(Saved data entries)
## BEGIN
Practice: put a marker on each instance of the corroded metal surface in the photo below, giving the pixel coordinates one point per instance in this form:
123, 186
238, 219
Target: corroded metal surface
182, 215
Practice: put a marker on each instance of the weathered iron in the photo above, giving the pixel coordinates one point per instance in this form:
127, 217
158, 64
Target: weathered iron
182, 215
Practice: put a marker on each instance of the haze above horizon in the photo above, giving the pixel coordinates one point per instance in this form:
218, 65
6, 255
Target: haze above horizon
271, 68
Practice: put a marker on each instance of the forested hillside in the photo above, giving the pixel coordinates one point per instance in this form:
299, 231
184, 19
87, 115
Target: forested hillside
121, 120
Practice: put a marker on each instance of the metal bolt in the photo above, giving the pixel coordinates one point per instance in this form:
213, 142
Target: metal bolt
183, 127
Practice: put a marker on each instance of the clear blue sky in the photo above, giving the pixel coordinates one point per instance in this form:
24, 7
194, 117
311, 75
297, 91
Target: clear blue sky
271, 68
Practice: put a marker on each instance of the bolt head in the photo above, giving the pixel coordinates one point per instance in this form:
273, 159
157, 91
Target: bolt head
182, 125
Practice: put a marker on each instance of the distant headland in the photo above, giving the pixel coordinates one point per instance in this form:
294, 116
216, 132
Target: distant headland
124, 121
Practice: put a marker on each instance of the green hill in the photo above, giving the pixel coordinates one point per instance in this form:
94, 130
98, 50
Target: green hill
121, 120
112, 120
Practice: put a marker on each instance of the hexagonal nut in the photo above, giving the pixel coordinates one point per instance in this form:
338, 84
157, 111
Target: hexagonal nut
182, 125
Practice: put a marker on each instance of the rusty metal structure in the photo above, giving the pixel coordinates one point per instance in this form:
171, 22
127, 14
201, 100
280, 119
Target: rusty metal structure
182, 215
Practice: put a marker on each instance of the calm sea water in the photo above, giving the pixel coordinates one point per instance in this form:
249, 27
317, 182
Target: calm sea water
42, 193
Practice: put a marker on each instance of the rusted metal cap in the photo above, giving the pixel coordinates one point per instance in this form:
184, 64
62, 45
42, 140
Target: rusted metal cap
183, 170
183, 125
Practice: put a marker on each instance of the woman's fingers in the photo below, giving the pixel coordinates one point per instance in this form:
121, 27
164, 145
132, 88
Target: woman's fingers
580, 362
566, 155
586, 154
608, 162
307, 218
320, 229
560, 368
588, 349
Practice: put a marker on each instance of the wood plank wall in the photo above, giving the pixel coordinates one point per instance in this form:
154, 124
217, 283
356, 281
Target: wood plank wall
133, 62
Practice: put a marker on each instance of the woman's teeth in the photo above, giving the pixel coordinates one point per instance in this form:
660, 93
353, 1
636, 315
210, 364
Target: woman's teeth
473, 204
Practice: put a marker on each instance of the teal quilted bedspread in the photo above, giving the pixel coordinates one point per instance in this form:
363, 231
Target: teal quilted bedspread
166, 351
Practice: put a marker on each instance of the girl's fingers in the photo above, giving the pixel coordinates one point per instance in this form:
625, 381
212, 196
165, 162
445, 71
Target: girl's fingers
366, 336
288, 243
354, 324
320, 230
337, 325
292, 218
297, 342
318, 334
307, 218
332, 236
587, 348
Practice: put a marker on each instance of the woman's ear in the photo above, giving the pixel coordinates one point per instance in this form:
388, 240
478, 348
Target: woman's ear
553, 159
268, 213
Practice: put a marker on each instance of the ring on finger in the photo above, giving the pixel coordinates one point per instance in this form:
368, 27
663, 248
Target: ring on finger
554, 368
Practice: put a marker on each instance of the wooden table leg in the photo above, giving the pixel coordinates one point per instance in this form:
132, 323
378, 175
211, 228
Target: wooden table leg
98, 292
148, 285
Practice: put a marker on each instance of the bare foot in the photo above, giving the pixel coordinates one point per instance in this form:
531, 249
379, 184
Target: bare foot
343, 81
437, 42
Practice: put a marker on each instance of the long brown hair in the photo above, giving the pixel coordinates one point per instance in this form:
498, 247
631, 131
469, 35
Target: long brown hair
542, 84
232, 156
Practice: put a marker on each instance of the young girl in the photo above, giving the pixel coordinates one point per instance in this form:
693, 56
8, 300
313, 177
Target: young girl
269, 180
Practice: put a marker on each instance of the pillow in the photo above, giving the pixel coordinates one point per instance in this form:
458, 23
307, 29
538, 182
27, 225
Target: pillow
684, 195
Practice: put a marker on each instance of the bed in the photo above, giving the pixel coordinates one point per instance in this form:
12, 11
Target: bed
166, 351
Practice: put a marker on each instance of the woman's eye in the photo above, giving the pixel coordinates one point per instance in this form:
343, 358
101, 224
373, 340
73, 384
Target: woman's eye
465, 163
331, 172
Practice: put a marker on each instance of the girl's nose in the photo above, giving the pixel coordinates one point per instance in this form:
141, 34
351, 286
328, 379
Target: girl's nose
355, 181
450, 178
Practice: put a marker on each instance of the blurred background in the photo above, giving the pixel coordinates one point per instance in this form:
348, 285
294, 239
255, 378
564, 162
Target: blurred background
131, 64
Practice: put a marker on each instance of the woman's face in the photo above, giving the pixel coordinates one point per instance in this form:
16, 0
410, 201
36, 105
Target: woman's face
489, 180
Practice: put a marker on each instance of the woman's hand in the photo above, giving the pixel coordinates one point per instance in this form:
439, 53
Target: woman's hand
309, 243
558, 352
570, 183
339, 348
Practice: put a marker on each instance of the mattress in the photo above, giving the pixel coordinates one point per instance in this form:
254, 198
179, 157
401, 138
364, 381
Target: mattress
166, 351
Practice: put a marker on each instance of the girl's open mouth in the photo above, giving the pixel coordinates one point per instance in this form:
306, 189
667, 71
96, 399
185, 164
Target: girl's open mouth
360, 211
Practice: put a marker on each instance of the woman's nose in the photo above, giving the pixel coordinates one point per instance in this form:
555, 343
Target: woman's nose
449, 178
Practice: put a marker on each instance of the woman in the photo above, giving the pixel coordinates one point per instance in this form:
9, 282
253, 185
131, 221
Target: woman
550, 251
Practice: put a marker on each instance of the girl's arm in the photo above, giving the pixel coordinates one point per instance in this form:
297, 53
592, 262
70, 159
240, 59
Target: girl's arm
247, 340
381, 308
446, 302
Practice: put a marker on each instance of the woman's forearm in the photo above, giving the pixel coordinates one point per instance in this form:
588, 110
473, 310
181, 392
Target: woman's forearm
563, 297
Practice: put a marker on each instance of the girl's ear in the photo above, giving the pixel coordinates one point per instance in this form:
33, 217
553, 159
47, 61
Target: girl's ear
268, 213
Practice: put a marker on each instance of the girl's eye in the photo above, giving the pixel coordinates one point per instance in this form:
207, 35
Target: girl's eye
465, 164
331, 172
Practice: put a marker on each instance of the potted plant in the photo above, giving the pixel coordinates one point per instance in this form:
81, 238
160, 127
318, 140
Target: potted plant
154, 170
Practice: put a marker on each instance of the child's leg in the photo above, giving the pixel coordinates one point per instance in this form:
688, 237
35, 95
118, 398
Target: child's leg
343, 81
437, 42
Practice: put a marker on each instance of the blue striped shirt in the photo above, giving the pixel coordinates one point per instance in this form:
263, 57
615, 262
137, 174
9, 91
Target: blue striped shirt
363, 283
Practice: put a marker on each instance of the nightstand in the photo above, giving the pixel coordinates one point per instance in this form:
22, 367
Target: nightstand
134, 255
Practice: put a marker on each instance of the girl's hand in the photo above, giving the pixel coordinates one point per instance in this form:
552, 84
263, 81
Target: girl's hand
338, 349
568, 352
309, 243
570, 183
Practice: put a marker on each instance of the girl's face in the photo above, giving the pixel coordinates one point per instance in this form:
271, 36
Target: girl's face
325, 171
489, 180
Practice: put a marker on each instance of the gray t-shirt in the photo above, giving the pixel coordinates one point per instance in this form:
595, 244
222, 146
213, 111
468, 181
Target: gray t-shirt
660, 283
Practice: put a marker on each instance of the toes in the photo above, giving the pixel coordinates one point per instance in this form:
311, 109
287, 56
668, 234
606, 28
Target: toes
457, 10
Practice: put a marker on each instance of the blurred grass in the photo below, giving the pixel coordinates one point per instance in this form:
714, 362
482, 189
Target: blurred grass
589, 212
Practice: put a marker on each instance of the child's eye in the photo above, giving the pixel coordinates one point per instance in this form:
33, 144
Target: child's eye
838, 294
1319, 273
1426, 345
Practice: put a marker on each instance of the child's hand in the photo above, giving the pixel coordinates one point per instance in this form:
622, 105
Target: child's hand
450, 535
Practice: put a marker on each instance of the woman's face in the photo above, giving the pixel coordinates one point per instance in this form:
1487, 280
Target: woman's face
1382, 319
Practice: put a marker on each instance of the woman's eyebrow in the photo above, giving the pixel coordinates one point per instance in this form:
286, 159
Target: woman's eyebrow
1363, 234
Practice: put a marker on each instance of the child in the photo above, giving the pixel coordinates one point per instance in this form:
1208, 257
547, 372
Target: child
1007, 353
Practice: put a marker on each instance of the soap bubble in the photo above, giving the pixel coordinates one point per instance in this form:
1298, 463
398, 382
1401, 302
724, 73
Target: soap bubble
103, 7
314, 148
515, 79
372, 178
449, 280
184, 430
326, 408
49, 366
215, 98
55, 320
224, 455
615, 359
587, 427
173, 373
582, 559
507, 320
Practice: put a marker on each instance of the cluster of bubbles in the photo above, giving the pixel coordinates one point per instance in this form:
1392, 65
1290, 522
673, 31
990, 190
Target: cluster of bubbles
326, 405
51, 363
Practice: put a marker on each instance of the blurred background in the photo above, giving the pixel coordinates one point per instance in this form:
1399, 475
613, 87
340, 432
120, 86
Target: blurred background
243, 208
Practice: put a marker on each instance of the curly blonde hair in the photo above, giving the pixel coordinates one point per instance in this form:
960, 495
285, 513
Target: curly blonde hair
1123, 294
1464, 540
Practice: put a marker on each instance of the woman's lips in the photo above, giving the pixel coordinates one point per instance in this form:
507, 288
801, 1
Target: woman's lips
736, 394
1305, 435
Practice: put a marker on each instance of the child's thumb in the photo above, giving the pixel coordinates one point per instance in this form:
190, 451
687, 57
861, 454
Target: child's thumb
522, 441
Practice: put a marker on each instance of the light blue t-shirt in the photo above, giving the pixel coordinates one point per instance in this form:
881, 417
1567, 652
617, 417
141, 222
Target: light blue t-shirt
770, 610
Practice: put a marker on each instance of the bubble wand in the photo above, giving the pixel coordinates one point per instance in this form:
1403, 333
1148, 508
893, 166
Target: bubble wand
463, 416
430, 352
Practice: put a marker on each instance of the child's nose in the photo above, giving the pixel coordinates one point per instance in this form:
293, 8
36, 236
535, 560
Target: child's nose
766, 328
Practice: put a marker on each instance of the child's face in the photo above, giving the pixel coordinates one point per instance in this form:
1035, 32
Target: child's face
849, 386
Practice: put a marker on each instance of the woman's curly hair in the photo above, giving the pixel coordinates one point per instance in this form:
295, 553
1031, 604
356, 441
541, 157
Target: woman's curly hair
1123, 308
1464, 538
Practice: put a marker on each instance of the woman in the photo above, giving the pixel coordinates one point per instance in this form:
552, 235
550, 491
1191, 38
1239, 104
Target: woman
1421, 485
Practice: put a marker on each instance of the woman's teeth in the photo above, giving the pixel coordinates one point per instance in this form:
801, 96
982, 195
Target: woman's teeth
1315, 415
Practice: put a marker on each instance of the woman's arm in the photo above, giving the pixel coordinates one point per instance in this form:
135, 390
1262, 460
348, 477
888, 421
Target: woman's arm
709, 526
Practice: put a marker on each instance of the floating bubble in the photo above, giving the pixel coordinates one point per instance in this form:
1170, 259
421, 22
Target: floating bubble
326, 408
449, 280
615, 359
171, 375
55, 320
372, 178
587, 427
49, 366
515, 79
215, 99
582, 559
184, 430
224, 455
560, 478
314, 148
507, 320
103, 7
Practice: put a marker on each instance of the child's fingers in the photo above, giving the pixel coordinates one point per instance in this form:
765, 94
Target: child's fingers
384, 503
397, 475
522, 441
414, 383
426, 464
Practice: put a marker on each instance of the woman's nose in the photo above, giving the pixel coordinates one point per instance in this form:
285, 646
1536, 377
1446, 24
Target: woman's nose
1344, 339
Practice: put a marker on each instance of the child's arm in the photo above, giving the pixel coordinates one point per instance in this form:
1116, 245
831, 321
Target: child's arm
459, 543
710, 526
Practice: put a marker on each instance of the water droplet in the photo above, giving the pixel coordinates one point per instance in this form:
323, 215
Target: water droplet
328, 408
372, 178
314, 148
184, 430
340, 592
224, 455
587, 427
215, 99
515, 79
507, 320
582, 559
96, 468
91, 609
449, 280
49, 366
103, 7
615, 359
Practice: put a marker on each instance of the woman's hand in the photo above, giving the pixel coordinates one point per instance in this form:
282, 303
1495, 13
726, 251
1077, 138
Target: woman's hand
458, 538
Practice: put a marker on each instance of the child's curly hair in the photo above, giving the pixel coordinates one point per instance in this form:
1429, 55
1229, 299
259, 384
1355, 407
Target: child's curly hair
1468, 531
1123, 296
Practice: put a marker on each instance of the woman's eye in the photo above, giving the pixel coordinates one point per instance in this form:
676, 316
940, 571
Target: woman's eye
## END
PROBLEM TO WORK ON
Beginning at the line that contains "Practice: put a marker on each instance of the water", retype each line of the listing up to and including the last one, exactly as it stands, and nothing else.

EXERCISE RESULT
Practice: put a marker on each instance of the water droplet in the photo above, giving the pixel coordinates one point per instance in this form:
323, 215
Target: water droplet
328, 408
372, 178
314, 148
184, 430
340, 592
224, 455
587, 427
215, 99
515, 79
507, 320
582, 559
96, 468
91, 609
449, 280
49, 366
103, 7
615, 359
Practice: put a marker on each instance of the woman's hand in the photo above, giving the pixel coordinates one point per instance in this form:
282, 303
1495, 13
726, 251
1077, 138
Target: woman's hand
458, 538
Practice: put a marker on each instance of the child's curly hair in the photo above, giving the pixel coordinates one point per instance in this form:
1429, 55
1229, 299
259, 384
1355, 407
Target: child's curly hair
1468, 531
1123, 296
Practice: put a marker on each instance of the woman's eye in the photo above, giving the pixel coordinates one point per instance in this form:
676, 316
940, 571
Target: woman's eye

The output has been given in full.